Your instructions> In the architecture text, which firm did VCU hire to design the 12-story tower at 1201 E. Marshall St.?

Source text>
────

The handsome utilitarian brick building from the late 19th century at 103 S. Jefferson St. once housed the T.B. Hicks Delivery Stables. For a time it also served as the carriage house and horse stables for guests at the nearby Jefferson Hotel (1895).
The California firm Clive Wilkinson and Architects, which designed Google’s Googleplex corporate headquarters, restored the stable and opened up the interior; its second floor is suspended with wires hanging from roof trusses, adding modularity and flexibility to the barnlike building. Then the architects more than doubled the space by attaching a new building to the south-facing wall of the stables. Its boxy, cubist forms complement the stepped gables of the older building.
James W. and Frances C. McGlothlin Medical Education Center (2013)
If Thomas W. Stewart was a nationally acclaimed architect when he designed the Egyptian Building, 168 years later VCU hired an even more renowned architectural firm, Pei Cobb Freed and Partners, to design an achingly sleek 12-story tower on a relatively narrow lot at 1201 E. Marshall St. The firm is internationally known for its crisp, modernist structures of great clarity and refinement. Among its projects are the Louvre Pyramid in Paris, the National Gallery of Art’s East Wing in Washington, D.C., and the John F. Kennedy Presidential Library and the Christian Science Center in Boston.
What makes the McGlothlin building so successful at urban placemaking is how the seemingly lighter-than-air structure contrasts with dramatic and powerful effect with the stalwart dark red “brickness” of West Hospital next door. Both are prime examples of excellent high-rise design and technology of their time. And if West provided modernity for an architecturally moribund campus in the mid-20th century, the McGlothlin building delivers airy beauty to a densely built medical center where “value engineering” has often taken precedence over aesthetics.
The 205,000-square-foot building is named for the couple who provided a major gift for the building’s construction. (James McGlothlin died this past August at 85.) Their involvement is proof that architectural patronage matters. You can find another fine example of this on the Monroe Park Campus at the Institute for Contemporary Art, designed by Steven Holl Architects.

────

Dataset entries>
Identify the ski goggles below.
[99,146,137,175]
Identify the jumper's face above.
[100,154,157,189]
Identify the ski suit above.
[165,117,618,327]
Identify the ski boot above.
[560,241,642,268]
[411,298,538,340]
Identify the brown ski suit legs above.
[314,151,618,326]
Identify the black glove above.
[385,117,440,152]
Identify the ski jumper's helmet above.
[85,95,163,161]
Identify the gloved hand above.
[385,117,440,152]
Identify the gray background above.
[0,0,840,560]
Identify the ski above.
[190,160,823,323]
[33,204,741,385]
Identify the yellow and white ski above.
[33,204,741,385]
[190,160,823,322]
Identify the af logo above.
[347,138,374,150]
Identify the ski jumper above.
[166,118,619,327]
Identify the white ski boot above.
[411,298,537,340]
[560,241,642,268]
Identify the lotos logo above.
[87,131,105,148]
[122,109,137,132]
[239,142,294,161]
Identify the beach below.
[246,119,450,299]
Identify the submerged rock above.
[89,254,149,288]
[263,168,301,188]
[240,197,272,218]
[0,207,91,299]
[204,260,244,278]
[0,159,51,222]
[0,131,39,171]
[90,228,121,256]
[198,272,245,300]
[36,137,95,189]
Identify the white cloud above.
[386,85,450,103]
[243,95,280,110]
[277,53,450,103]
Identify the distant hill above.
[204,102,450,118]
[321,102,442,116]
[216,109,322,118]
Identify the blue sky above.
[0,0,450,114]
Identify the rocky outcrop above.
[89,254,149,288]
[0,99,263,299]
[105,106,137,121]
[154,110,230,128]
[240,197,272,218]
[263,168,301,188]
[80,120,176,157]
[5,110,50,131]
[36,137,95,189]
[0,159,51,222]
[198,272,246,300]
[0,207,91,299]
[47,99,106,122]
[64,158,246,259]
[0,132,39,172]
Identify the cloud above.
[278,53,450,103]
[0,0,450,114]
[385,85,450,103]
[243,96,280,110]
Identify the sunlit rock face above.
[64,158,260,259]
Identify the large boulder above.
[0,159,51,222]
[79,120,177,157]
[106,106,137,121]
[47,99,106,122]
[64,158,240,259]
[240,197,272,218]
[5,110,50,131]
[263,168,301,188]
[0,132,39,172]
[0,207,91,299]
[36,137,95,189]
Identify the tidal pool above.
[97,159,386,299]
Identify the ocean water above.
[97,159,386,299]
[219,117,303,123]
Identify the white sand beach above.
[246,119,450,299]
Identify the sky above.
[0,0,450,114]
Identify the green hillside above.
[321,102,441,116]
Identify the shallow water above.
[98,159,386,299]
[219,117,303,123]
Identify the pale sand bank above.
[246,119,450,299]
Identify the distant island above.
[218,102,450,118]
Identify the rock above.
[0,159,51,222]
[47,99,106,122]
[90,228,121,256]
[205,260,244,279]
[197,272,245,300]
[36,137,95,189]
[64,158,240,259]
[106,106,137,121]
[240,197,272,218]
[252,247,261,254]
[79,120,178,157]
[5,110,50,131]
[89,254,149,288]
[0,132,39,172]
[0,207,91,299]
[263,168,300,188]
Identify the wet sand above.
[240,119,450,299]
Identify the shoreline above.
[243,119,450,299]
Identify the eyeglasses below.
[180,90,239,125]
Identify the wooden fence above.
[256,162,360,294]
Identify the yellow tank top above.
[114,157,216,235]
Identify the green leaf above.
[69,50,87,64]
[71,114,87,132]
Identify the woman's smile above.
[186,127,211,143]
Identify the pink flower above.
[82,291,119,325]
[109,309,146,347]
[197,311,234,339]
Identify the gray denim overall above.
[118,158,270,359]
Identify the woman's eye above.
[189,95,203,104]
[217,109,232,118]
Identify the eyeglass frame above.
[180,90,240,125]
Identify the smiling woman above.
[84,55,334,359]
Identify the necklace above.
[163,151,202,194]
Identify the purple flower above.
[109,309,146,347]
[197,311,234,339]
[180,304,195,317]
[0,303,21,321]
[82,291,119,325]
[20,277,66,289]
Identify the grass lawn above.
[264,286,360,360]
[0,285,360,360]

────

Response to the exercise> Pei Cobb Freed and Partners